I am trying to find the following limit: $$\lim_{x\to 0} \frac{1}{x}\int_{x}^{2x}e^{-t^2}dt.$$
I tried to solve by using the Gaussian function, but in Gaussian function the usual limits of integration are from $-\infty$ to $\infty$ and with a certain upper bound $a$ the result of a Gaussian function ended up involving the erf function. I don't know how to find this limit or even if it exists or not by using these.
On
Let $g(x)$ be a primitive of $e^{-x^2}$. Then
$$\lim_{x\to 0}\frac{g(2x)-g(x)}x=\lim_{x\to 0}\left(2\frac{g(2x)-g(0)}{2x}-\frac{g(x)-g(0)}x\right)=2g'(0)-g'(0)=1.$$
On
$$\frac{\int_{x}^{2x}e^{-t^2}dt}{x}=\frac{\int_{0}^{2x}e^{-t^2}dt+\int_{x}^{0}e^{-t^2}dt}{x}=\frac{\int_{0}^{2x}e^{-t^2}dt-\int_{0}^{x}e^{-t^2}dt}{x}$$
Now use L'Hospitals Rule and the fundamental Theorem of Calculus.
$$\lim_{x\to 0}\frac{\int_{x}^{2x}e^{-t^2}dt}{x}=\lim_{x\to 0}\frac{\int_{0}^{2x}e^{-t^2}dt-\int_{0}^{x}e^{-t^2}dt}{x}$$ $$=\lim_{x\to 0}\frac{2e^{-(2x)^2}-e^{-x^2}}{1}=1$$
On
Using the integral Mean Value Theorem, $$ \frac{1}{x}∫_x^{2x} f = \frac{∫_0^{2x} f - ∫_0^xf}{2x-x} = f(\xi(x))$$ for some $\xi(x) ∈ [x,2x]$. We then have $\xi(x) \xrightarrow[x→ 0]{} 0$, so by continuity of $f$, the result follows.

■ Set of tasks ■
1 - In the limit thread, answer each of these on its own line, marked the same way:
(a) Which function did the asker's Gaussian approach end up involving?
(b) Which two tools does the second reply say to use?
(c) According to the third reply, in what interval does ξ(x) lie?
2 - Please carry the limit thread on from its last sentence.

■ Dataset excerpt ■
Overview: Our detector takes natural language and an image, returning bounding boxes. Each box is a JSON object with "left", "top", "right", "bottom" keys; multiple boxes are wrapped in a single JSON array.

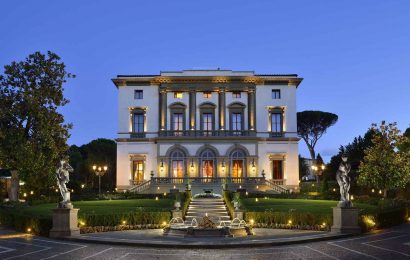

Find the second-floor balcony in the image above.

■ Task-by-task outputs ■
1 -
(a) The erf function.
(b) L'Hospital's Rule and the fundamental Theorem of Calculus.
(c) [x,2x]

2 -
On
WLOG, we assume that $x>0$. Then \begin{align*} \frac{1}{x}\int_x^{2x} e^{-t^2} dt &= \int_1^2 e^{-(ux)^2} du. \end{align*} Then \begin{align*} \lim_{x\rightarrow 0}\frac{1}{x}\int_x^{2x} e^{-t^2} dt &= \lim_{x\rightarrow 0}\int_1^2 e^{-(ux)^2} du\\ &= \int_1^2 \lim_{x\rightarrow 0} e^{-(ux)^2} du\\ &= 1. \end{align*}
There is no need of De l'Hopital theorem: in a neighbourhood of zero, $e^{-t^2}=1-t^2+o(t^3)$, hence:
$$ \frac{1}{x}\int_{x}^{2x}e^{-t^2}\,dt = \frac{1}{x}\left(x-\frac{7}{3}x^3+o(x^4)\right) = 1 +O(x^2) $$ and the limit of the RHS as $x\to 0$ is clearly $\color{red}{1}$.